> [Page text]:
________________________________________
In Beijing I actually took the Honda to a certified Honda dealer once, and they still screwed up. They screwed up my brakes. I hope they screwed them up on accident, but you never know. These are the same people, after all, who waited until my husband was out of the country one fine spring day, and I was in the back of an ambulance with my baby, rushing to the hospital with sirens blaring, to break into my car and disconnect the battery so the car wouldn't work when I returned home from the hospital the next day.
Bygones, Chinese government drones. Bygones.
I only found out how badly they screwed up the brakes when I took the car to a mechanic here for the first time, and he was horrorstruck when he saw the condition of my brakes. Apparently it was a Very Bad Thing they did.
So, this mechanic. His name is Shukri, and he has a shop not far down the road from the Embassy. I've never actually been to his shop, not on purpose, anyway, because when my car needs anything, he takes it there himself and returns it to me when he's done.
(I was accidentally at his shop just this week, when I was stuck in traffic in a strange area of town, and it turns out I was stuck directly in front of his shop. He came out in the street to chat for five minutes while we waited for traffic to clear.)
Shukri knows what he's doing: he was trained in the U.S., speaks impeccable English, and knows where to source real parts that really belong inside my car. He's honest. He's reliable. When he says he's going to do something, he does it. I had a friend whose car broke down on the side of the road, late at night, and Shukri drove to where she was, then gave her the keys to his own car so she could get home while he waited for one of his mechanics to show up. Who does that?
When I took the side of the car off after failing to see a teeny tiny stone wall that jumped out in front of me one afternoon, he didn't laugh, or even roll his eyes. He simply fixed the car.
________________________________________
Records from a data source
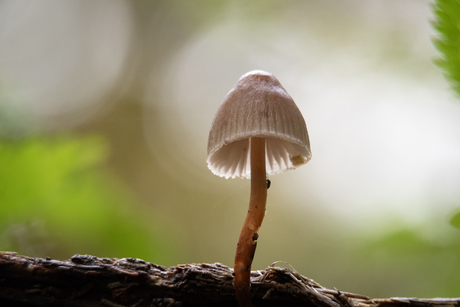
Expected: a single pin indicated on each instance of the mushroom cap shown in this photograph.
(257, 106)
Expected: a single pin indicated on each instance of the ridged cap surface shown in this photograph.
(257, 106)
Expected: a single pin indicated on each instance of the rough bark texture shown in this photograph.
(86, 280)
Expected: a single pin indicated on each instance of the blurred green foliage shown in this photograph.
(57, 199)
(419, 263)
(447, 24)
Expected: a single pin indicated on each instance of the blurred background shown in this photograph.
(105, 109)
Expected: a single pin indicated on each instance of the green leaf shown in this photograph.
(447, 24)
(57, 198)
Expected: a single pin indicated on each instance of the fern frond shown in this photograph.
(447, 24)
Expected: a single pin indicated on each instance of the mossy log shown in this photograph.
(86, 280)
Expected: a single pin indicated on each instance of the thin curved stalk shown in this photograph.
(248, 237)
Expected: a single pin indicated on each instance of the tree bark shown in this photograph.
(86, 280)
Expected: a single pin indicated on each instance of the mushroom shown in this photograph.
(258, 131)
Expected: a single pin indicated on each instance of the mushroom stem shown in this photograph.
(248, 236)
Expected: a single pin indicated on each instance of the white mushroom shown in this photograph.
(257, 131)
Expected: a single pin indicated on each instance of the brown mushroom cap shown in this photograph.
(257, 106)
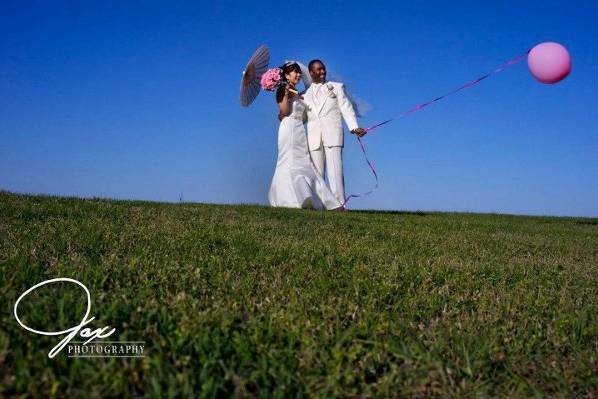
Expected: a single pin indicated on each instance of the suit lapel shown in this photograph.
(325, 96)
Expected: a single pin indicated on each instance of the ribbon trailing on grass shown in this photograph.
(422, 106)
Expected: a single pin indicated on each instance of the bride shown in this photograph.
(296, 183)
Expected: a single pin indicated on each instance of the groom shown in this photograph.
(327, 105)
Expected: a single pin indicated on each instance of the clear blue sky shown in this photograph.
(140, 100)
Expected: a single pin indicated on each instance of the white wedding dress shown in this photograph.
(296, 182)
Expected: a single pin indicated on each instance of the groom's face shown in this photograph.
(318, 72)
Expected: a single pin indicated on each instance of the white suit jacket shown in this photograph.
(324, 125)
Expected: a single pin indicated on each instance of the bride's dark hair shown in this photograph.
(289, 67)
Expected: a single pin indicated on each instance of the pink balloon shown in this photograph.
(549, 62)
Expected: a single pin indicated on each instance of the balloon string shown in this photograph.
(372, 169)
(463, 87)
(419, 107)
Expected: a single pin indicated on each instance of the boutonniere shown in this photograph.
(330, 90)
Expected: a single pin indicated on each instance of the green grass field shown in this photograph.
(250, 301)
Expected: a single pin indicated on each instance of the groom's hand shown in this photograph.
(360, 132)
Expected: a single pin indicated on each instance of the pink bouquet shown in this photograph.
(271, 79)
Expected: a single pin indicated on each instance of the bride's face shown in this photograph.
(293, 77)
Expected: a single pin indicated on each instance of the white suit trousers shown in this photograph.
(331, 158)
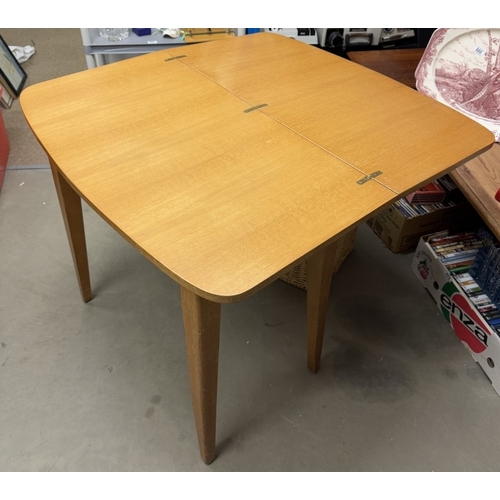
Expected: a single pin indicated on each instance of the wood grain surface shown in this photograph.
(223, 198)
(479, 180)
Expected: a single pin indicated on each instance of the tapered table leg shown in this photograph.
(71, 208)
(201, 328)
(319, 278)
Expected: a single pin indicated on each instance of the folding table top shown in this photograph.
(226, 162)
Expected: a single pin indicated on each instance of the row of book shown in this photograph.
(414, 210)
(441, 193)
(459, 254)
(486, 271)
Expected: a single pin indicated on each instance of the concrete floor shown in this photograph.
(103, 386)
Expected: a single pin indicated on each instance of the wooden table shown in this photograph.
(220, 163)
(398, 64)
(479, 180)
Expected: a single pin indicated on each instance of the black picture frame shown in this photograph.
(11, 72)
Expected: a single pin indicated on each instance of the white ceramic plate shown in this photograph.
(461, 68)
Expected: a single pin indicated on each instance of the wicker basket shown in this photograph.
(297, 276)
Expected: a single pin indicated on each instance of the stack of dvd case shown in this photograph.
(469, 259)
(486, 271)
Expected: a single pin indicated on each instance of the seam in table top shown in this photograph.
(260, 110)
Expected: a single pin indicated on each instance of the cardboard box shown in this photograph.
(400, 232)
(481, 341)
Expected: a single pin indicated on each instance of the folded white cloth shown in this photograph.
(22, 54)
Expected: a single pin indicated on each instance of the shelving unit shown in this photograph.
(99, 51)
________________________________________
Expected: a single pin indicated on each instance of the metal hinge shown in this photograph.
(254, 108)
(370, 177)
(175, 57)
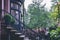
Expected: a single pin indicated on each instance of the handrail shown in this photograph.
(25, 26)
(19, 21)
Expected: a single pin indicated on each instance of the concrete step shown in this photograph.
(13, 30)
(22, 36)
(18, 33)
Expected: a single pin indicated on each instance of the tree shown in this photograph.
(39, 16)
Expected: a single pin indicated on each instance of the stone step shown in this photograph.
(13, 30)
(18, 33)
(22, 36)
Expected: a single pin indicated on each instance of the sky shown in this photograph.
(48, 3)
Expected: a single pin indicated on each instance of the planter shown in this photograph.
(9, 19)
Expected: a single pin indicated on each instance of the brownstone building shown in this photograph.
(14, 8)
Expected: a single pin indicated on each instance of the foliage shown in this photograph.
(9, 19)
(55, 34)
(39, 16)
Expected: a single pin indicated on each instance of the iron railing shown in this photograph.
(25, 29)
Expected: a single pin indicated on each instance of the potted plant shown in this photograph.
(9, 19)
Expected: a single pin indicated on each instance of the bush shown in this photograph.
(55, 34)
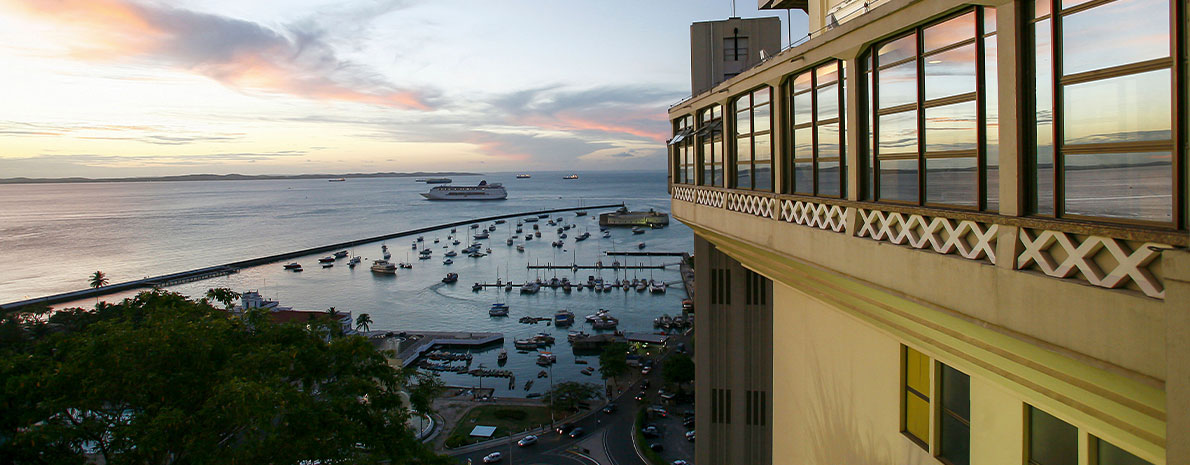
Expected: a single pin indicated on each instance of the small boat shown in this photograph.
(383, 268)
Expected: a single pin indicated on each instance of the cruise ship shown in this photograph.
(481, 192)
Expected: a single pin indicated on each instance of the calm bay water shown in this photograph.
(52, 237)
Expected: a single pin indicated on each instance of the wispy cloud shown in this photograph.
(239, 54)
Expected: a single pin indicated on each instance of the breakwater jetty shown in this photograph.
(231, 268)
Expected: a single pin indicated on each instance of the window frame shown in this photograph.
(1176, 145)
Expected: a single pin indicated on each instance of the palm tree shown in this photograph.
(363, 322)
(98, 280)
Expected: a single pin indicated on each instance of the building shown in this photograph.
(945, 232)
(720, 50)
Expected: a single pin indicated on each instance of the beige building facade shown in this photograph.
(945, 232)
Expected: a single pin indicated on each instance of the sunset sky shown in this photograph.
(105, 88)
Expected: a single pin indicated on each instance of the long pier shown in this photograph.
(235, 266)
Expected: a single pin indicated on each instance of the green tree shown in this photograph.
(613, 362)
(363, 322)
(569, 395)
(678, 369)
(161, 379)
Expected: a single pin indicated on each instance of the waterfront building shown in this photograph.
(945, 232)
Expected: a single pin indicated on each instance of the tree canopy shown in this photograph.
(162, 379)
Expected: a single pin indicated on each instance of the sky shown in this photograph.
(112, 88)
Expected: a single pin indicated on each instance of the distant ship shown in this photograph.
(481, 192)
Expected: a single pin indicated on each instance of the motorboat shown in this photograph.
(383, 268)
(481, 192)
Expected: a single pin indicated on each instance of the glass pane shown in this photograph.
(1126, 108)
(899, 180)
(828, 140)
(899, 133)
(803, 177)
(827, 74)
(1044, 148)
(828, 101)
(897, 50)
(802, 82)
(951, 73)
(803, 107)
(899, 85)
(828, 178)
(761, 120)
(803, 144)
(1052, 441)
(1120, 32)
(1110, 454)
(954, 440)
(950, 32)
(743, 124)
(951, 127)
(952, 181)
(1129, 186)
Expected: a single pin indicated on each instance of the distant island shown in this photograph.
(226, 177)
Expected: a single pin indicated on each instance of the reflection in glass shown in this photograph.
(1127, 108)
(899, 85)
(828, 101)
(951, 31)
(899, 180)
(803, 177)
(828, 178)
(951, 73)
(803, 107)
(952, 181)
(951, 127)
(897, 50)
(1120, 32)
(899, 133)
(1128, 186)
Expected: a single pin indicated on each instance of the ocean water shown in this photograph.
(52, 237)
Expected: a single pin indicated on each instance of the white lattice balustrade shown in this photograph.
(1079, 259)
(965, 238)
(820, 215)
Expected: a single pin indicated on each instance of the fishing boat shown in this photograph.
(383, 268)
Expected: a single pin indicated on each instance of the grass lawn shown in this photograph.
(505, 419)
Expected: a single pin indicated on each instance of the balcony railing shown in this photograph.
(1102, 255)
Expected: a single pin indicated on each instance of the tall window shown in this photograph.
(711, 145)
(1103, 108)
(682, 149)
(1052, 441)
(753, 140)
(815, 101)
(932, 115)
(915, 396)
________________________________________
> [What you need to do]:
1. Translate this sentence from the text about the mechanic into Spanish: "Shukri knows what he's doing: he was trained in the U.S., speaks impeccable English, and knows where to source real parts that really belong inside my car."
2. Please pick up the text about the mechanic after its final sentence and keep writing.
These records were drawn from a separate source.

> [Numbered answers]:
1. Shukri sabe lo que hace: se formó en EE. UU., habla un inglés impecable y sabe dónde conseguir piezas auténticas que realmente corresponden a mi coche.

2.
When he had to repaint the bumper (okay, that was SO not my fault), he warned me not to let the boab wash the car for 24 hours. But the next morning at 6am, I staggered sleepy-eyed into the kitchen, and when I glanced out the window, I saw the boab preparing to wash the car. I shrieked and ran outside in my pajamas, only to realize I couldn't remember the Arabic words for "don't wash the car." So I called Shukri. At 6 in the morning. His wife answered, and she was very confused, but when I managed to explain who I was and why I was calling, she offered to talk to the boab herself. I handed him the phone, words were exchanged, and the problem was solved. I was kind of embarrassed when I finally met Shukri's wife in person and had to explain that I was the one who'd woken her up to ask what the verb "to wash" is in Arabic.
Two weeks ago, I got a flat tire on the way to work. Only I didn't know it - the guards at the Embassy pointed it out when I got there. I found Shukri in the cafeteria: he found a nail in my tire, and he patched it up and returned the car to me, shiny, clean and drivable, for the low, low price of about $8.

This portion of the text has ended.